*** Recorded data Section Begins ***

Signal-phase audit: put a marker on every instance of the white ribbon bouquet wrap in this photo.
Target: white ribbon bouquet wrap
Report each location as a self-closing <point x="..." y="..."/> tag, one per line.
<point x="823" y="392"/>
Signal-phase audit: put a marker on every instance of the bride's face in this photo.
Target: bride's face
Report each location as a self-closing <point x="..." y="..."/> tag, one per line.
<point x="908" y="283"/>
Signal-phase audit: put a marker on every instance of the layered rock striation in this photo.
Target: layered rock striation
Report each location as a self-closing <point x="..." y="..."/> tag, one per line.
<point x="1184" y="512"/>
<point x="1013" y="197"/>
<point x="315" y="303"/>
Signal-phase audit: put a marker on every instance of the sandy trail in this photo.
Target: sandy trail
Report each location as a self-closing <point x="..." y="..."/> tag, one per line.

*** Recorded data Section Ends ***

Please set down the whole listing above without altering a single line.

_Result of the task_:
Signal-phase audit: put a marker on every instance of the white ribbon bouquet wrap in this photo.
Target: white ribbon bouquet wrap
Report each location as a self-closing <point x="..." y="..."/> tag, one per line.
<point x="823" y="392"/>
Signal-phase audit: put a marker on every instance of the bride's face in this photo.
Target: bride's face
Report each location as a self-closing <point x="..." y="..."/> tag, one per line.
<point x="908" y="283"/>
Signal-phase audit: put a marker on every instance of the layered rock striation in this photo.
Target: layered rock striation
Report each location as a self-closing <point x="..." y="..."/> tag, one per line.
<point x="1184" y="512"/>
<point x="1013" y="197"/>
<point x="315" y="303"/>
Signal-phase audit: put a marker on every instance of the sandy trail in this photo.
Target: sandy trail
Report each location as a self-closing <point x="..." y="..."/> tag, one per line.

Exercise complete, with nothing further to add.